[[ EXERCISE INPUTS, beginning ]]

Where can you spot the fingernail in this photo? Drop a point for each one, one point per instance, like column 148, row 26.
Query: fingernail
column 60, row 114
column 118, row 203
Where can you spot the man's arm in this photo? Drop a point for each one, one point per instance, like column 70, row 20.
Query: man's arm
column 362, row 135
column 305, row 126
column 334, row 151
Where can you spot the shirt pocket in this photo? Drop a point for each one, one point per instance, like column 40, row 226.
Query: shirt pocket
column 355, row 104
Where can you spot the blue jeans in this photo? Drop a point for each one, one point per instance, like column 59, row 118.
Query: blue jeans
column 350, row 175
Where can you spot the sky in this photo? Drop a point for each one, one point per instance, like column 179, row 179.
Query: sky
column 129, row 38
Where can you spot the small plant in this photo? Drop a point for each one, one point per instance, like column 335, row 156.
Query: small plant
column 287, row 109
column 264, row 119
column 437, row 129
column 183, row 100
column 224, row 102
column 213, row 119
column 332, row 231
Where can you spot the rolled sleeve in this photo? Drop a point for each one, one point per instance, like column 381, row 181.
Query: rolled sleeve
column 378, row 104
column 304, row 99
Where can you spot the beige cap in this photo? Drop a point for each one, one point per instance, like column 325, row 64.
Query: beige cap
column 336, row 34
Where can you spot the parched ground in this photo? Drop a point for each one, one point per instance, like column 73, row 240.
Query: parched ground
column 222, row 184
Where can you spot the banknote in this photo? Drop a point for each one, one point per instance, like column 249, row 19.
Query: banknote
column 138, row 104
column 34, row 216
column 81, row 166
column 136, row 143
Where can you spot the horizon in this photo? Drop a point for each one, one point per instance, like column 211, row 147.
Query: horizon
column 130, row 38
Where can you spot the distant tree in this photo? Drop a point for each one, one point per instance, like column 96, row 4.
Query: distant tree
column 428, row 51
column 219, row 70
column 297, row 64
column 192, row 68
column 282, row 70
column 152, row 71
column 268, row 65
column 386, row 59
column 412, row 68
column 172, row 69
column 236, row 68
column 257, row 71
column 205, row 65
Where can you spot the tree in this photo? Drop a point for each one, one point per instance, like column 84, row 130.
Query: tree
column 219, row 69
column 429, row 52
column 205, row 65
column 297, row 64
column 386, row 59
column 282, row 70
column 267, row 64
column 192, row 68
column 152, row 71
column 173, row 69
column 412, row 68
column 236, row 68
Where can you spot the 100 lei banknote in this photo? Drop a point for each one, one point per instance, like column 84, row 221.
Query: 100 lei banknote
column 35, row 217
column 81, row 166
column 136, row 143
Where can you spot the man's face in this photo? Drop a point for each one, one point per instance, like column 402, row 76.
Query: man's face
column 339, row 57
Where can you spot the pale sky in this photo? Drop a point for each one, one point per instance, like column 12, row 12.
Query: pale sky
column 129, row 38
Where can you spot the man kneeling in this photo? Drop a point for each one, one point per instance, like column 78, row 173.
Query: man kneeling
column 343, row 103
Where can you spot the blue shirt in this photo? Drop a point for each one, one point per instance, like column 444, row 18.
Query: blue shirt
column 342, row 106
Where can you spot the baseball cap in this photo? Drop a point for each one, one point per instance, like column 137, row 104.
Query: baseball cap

[[ EXERCISE INPUTS, end ]]

→ **WHAT IS EXPECTED**
In the data shown above, how many lines hold the string "baseball"? The answer is the number alone.

→ **OUTPUT BELOW**
2